<<<<

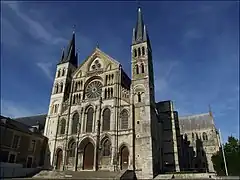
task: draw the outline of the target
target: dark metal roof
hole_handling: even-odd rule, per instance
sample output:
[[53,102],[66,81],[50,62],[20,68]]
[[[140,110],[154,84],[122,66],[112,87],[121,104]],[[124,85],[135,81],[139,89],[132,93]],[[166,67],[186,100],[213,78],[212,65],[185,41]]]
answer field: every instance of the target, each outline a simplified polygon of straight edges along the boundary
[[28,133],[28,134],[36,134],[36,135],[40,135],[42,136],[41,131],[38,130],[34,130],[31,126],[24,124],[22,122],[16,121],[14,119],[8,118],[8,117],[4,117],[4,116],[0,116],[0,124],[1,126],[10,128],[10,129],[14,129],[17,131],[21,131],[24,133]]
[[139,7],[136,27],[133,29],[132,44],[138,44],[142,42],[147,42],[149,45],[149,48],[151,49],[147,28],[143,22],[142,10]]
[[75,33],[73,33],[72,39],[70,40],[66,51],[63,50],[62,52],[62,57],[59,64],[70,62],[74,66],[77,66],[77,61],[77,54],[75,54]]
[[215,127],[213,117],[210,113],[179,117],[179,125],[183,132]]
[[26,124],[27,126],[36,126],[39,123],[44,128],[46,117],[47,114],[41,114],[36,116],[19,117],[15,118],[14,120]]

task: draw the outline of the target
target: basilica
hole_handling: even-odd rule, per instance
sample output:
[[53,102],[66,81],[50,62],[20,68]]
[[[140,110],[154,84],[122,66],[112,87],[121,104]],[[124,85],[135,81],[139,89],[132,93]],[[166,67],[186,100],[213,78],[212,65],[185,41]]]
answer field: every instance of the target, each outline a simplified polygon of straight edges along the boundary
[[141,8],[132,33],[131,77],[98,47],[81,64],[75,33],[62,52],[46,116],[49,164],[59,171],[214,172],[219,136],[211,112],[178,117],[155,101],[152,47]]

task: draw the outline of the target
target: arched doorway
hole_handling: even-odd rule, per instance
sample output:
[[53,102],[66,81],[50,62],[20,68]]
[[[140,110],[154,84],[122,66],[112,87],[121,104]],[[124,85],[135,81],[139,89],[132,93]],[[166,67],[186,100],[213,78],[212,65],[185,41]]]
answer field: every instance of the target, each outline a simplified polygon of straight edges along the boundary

>>>>
<<<<

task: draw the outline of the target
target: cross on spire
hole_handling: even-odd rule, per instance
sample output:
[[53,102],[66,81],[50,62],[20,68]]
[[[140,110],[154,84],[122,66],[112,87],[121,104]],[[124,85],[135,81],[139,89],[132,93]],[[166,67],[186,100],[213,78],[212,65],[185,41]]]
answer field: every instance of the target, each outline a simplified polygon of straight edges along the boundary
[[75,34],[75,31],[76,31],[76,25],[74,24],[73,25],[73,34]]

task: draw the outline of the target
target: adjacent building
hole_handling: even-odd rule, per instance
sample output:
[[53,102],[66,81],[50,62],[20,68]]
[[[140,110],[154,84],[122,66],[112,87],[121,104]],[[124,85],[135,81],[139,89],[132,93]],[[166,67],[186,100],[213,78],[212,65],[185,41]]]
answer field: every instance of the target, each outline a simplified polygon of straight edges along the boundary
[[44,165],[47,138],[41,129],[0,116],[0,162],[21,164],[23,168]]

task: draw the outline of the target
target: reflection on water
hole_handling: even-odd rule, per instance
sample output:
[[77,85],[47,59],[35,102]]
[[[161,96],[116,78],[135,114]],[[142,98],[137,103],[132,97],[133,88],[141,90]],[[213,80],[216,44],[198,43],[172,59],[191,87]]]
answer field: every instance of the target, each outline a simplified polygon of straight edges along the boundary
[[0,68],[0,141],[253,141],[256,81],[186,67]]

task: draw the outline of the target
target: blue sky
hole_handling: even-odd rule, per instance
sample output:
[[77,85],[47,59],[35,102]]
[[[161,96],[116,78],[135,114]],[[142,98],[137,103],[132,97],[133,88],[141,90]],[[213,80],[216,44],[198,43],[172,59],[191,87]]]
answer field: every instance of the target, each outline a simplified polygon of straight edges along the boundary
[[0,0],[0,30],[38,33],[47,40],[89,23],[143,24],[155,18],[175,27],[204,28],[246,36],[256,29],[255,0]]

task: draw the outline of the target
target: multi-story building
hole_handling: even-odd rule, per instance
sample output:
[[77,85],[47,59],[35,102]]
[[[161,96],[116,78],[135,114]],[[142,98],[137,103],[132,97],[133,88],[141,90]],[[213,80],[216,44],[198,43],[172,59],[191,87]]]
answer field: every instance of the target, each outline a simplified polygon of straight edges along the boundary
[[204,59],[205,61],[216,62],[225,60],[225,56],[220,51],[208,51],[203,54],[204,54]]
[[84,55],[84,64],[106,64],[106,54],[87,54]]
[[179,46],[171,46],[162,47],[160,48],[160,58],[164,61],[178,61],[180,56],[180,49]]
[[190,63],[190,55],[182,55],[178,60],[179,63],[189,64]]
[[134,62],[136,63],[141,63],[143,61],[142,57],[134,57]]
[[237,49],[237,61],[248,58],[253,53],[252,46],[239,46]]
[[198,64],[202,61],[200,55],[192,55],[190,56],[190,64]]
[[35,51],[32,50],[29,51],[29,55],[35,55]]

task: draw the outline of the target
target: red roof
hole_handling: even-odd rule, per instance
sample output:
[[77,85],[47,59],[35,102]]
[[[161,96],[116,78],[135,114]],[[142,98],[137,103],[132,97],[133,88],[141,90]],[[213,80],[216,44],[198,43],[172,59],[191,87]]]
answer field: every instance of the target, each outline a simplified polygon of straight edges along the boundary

>>>>

**DIRECTIONS**
Collect every line of the items above that contains the string "roof", treating uppercase and lowercase letters as distinct.

**CORRECT ANSWER**
target: dark metal roof
target: red roof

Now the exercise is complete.